Given exercise 1 -
Answer these from the article on Gram Parsons and Merle Haggard below:
(a) In what year will Gram Parsons be inducted into the Rock and Roll Hall of Fame?
(b) Which two Rolling Stones albums does the article mention?
(c) Roughly how many miles apart were the epicenters of Parsons's and Haggard's music, and between which two places?
Given exercise 2 -
List every album mentioned by title in the article on Gram Parsons and Merle Haggard below.

Text block -
────

The Unlikely Friendship Between Gram Parsons and Merle Haggard

After it was recently announced that Gram Parsons would be inducted into the Rock and Roll Hall of Fame in 2026, it stimulated numerous discussions about Gram’s country music legacy. Some weigh Parsons as such a major contributor and influence, they think he should be in the Country Music Hall of Fame as well. Others see him as a lightweight, long hair, and “drug addict” that was rightfully booed off the Grand Ole Opry stage with the rest of The Byrds in the aftermath of their country album Sweetheart of the Rodeo.
However you feel about Gram Parsons, he definitely left his impact on the music, and country music specifically. His mentorship and championing of Country Music Hall of Famer Emmylou Harris, his role in influencing The Rolling Stones in a more country direction via their albums Let It Bleed and Sticky Fingers—let alone his own solo albums and his time in The Flying Burrito Brothers—it makes it difficult to measure Gram’s country impact at zero, despite the protestations of some.
But one country music relationship of Gram Parsons that has rarely been explored or publicly broadcast is his interactions with country legend and California native Merle Haggard. On the surface the two came from completely different worlds, even if geographically the epicenter of their music was only about 100 miles apart across the California mountains from Bakersfield to Los Angeles. But Gram Parsons cited Merle Haggard as a primary influence, and sought to work with Haggard on multiple occasions.

────

Data segment -
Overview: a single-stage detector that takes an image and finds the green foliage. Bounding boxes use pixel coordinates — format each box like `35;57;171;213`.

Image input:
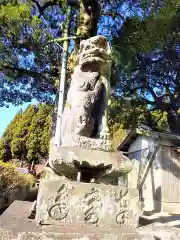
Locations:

────

Written solution 1 -
(a) 2026
(b) Let It Bleed and Sticky Fingers
(c) About 100 miles, from Bakersfield to Los Angeles

Written solution 2 -
Sweetheart of the Rodeo
Let It Bleed
Sticky Fingers